- Instruction
Please rewrite only the lines from the one containing "Identify the green" through the end of the items, requests included. Multiply every point coordinate in the answers by 0.35 and round each to a whole number, with halves rounded up.

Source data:
** START **

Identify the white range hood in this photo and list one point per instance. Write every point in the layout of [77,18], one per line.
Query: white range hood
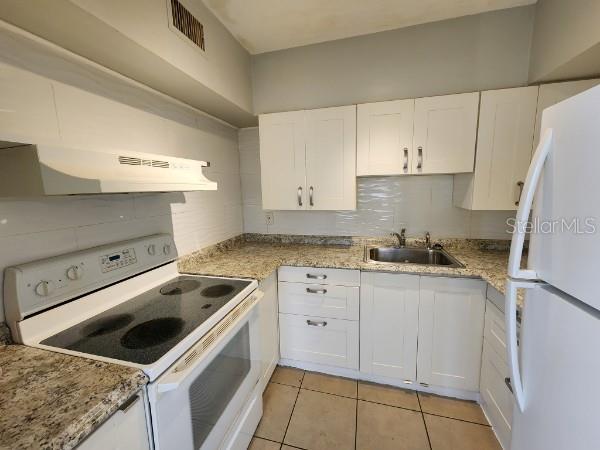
[34,170]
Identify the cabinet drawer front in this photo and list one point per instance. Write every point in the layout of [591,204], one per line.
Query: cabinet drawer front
[497,400]
[321,300]
[494,331]
[320,340]
[314,275]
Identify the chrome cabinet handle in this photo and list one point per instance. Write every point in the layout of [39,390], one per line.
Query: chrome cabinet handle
[316,277]
[520,184]
[316,291]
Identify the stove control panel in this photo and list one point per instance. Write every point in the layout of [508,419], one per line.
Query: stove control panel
[36,286]
[119,259]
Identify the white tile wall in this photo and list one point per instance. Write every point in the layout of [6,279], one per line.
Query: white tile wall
[32,229]
[385,204]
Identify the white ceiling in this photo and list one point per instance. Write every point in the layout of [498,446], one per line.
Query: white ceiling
[266,25]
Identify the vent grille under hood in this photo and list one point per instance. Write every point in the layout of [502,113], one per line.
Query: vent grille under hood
[30,170]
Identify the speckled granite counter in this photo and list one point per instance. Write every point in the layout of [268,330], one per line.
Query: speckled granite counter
[257,256]
[50,400]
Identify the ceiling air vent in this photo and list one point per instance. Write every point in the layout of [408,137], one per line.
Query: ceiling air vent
[187,24]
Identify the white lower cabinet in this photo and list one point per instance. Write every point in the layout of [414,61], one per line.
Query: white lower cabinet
[318,316]
[269,328]
[320,340]
[389,317]
[496,399]
[126,429]
[451,317]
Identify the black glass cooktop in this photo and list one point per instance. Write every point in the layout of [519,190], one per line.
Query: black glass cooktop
[144,328]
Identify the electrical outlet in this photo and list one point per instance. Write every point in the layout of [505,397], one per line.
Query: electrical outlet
[270,218]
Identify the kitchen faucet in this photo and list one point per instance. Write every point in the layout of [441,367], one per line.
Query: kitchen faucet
[401,237]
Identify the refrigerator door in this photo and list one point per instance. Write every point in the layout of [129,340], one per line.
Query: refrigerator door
[564,246]
[560,370]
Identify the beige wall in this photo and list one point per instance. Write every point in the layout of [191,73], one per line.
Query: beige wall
[484,51]
[566,40]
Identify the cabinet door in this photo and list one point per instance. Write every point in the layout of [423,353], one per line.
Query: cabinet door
[552,93]
[282,160]
[384,137]
[27,110]
[269,328]
[126,429]
[451,316]
[444,133]
[331,158]
[389,317]
[506,122]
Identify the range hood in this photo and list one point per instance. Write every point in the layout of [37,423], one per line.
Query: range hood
[34,170]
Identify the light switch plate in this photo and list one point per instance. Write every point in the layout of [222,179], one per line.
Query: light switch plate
[269,218]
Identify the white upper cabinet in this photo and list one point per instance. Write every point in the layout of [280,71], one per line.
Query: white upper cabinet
[451,318]
[505,135]
[389,317]
[282,160]
[308,159]
[445,129]
[384,137]
[551,94]
[331,158]
[27,111]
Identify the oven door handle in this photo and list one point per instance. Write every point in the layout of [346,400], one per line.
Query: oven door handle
[174,378]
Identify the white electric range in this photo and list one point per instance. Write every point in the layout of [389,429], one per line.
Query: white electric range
[195,337]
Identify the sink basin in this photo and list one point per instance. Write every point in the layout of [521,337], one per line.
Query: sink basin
[408,255]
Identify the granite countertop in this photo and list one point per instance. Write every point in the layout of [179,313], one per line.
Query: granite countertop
[50,400]
[258,256]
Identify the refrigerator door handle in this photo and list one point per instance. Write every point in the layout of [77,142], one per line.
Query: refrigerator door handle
[525,203]
[514,368]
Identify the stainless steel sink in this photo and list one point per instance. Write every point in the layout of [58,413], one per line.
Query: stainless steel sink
[408,255]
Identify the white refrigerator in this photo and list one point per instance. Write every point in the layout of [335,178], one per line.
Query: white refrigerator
[555,365]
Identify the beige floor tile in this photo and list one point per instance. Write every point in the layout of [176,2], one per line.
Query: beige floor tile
[278,403]
[388,395]
[263,444]
[451,407]
[322,421]
[385,427]
[329,384]
[288,375]
[450,434]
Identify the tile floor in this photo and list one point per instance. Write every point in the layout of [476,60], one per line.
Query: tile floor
[312,411]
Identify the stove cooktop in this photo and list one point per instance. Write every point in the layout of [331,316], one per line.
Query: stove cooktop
[144,328]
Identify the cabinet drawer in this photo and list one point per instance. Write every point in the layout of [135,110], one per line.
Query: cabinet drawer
[321,300]
[320,340]
[313,275]
[497,400]
[495,330]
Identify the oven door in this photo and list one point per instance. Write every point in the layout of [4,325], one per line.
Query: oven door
[196,401]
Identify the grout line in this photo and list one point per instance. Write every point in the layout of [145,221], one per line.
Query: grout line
[460,420]
[424,423]
[293,408]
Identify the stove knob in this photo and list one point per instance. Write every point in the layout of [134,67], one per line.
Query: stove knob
[74,272]
[44,288]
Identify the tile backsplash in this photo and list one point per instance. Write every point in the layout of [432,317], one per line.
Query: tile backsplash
[37,228]
[384,204]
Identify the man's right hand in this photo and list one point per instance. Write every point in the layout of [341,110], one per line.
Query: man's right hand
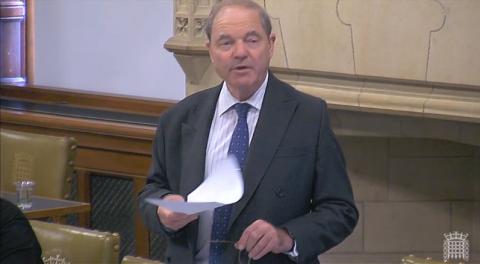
[173,220]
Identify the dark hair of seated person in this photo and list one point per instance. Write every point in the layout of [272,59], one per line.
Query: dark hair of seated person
[18,243]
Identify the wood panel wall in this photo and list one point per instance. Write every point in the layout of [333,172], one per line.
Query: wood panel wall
[104,147]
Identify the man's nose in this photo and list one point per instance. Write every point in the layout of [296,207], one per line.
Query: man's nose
[240,50]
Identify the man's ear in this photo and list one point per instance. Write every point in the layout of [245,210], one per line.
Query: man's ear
[271,40]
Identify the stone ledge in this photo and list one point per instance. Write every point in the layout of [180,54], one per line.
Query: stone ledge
[397,97]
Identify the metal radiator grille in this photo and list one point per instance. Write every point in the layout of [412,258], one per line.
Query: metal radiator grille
[158,244]
[113,209]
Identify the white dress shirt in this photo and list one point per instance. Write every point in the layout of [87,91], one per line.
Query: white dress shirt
[221,130]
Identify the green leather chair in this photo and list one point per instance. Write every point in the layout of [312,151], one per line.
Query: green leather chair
[76,245]
[138,260]
[47,160]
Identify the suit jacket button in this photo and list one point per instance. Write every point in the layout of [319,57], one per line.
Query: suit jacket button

** END **

- Output
Identify the green leather chair in this photo and list one point per instance. Write every point in the layout of [312,151], one per line.
Query: green leather chair
[27,86]
[48,91]
[16,56]
Identify the suit jacket button in this photo and list one point per instance. Write every point in the layout of [319,57], one per line.
Query: suit jacket button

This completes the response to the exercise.